READING PASSAGE:
....

I have been to dozens of countries that don’t exit stamp. The Caymans, most recently.
Moderator Note
This suggestion is so absurd (especially since as has been noted there are no flights from West Africa to the US) that I assume it must be sarcastic. In order to avoid derailing this thread into a debate, please refrain from such remarks unless you make your intent clear.
Colibri
General Questions Moderator
The seven African countries I have been to all stamped on entry and exit, and mostly had honking big visa pages.
Flight bans will destroy the aid effort, which will only lead to a bigger problem in the end.
They also encourage people to dodge regulations, which will hurt efforts to trace contacts.
While your average Joe going to Cancun doesn’t have two passports, a lot of the people going in and out of the affected area are either on official travel (two passports), duel citizens (two passports) or are emergency response folks (who frequently have two passports to facilitate getting visas when they have back-to-back travel.) it’s not that rare among people who travel to distant and dangerous places.
When I tried to get my exit stamp in Mali, the official was sleeping. He woke up when I reached the desk, looked me straight in the eye, let out a yawn and stretched…and then stood up, turned around, and walked right out of the room without a word.
Yeah, but visa pages just say you might have been there at some point.
On the other hand, when I left both Zaire and Nigeria a bribe was demanded for the exit stamp. (The implied threat was that you wouldn’t be allowed to leave the country without it.) I’m sure it would have provoked considerable confusion if I agreed not to have it stamped!

....

RECORDED DATA:
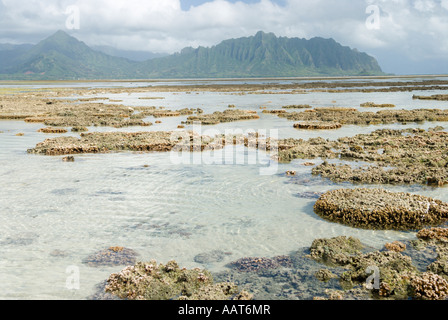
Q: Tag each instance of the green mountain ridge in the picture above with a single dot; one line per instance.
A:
(62, 57)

....

QUESTIONS ON THE MATERIAL:
a) In the passport stamp thread above, copy the passage starting with "When I tried" and going on through "at some point.".
b) According to the passport stamp thread above, why do emergency response workers often carry two passports?
c) List every country in the passport stamp thread above where a poster describes an experience with getting an exit stamp.

RESULTS OF THE TASKS:
a)
When I tried to get my exit stamp in Mali, the official was sleeping. He woke up when I reached the desk, looked me straight in the eye, let out a yawn and stretched…and then stood up, turned around, and walked right out of the room without a word.
Yeah, but visa pages just say you might have been there at some point.

b) They frequently have two passports so they can get visas more easily when they have back-to-back travel.

c) Mali, Zaire, Nigeria